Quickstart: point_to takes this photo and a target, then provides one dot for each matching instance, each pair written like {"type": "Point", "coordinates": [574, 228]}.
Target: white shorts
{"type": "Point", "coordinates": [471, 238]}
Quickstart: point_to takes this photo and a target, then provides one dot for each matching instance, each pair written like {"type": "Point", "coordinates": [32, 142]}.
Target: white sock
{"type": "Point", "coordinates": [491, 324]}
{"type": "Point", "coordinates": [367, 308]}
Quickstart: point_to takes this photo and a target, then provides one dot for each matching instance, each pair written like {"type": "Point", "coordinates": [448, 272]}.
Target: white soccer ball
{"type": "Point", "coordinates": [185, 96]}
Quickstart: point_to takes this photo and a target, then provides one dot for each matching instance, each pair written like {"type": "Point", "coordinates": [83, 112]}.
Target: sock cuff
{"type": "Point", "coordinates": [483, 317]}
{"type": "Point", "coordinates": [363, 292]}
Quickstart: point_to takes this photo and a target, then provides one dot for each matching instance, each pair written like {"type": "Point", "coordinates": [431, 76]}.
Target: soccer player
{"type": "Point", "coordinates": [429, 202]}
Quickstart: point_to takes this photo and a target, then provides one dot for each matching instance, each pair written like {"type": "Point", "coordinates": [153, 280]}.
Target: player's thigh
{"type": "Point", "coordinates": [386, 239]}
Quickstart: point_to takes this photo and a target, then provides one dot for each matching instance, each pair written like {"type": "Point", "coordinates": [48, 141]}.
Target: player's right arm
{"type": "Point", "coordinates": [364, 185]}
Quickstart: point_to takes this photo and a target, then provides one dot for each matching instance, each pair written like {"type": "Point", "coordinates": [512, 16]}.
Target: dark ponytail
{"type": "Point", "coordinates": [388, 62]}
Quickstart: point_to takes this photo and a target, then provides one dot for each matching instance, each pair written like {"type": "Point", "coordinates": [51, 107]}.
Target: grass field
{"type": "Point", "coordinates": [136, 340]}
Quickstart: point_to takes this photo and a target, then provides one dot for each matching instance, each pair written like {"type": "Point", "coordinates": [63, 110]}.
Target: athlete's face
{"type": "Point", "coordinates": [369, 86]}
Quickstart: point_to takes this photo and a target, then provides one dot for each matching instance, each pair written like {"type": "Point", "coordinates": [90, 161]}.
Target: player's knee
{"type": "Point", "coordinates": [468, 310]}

::::::

_Exercise brief_.
Please reproduce every line of the material word for word.

_Task solution_.
Quickstart: point_to takes this photo and a target, then provides one dot for each matching instance, each pair written like {"type": "Point", "coordinates": [574, 228]}.
Target: white shorts
{"type": "Point", "coordinates": [471, 238]}
Quickstart: point_to takes this photo and a target, then provides one dot for each matching instance, each pair written like {"type": "Point", "coordinates": [32, 142]}.
Target: white sock
{"type": "Point", "coordinates": [491, 324]}
{"type": "Point", "coordinates": [367, 308]}
Quickstart: point_to takes this photo and a target, then provides one dot for each matching instance, each pair written like {"type": "Point", "coordinates": [448, 272]}.
Target: white soccer ball
{"type": "Point", "coordinates": [185, 96]}
Quickstart: point_to takes this photo and a target, then provides one dot for each matching instance, each pair written like {"type": "Point", "coordinates": [83, 112]}.
Target: sock cuff
{"type": "Point", "coordinates": [483, 317]}
{"type": "Point", "coordinates": [363, 292]}
Quickstart: point_to takes this photo and a target, then provides one dot for each matching instance, each pair written like {"type": "Point", "coordinates": [431, 76]}.
Target: soccer player
{"type": "Point", "coordinates": [429, 202]}
Quickstart: point_to takes this photo and a target, then provides one dot for each matching instance, each pair written like {"type": "Point", "coordinates": [153, 280]}.
Target: player's thigh
{"type": "Point", "coordinates": [386, 239]}
Quickstart: point_to takes this photo and a target, then provides one dot for each matching instance, each pair written like {"type": "Point", "coordinates": [48, 141]}.
Target: player's right arm
{"type": "Point", "coordinates": [364, 185]}
Quickstart: point_to takes this photo and a target, then provides one dot for each matching instance, each pair written like {"type": "Point", "coordinates": [512, 16]}.
Target: dark ponytail
{"type": "Point", "coordinates": [388, 62]}
Quickstart: point_to takes this photo and a target, then provides one dot for each matching instance, each pair written like {"type": "Point", "coordinates": [51, 107]}.
Target: grass field
{"type": "Point", "coordinates": [136, 340]}
Quickstart: point_to takes this photo and a target, then provides one dot for each matching instance, each pair written like {"type": "Point", "coordinates": [63, 110]}.
Target: athlete's face
{"type": "Point", "coordinates": [369, 86]}
Quickstart: point_to takes this photo and a target, then provides one dot for each matching instance, each pair written like {"type": "Point", "coordinates": [90, 161]}.
Target: player's knee
{"type": "Point", "coordinates": [468, 310]}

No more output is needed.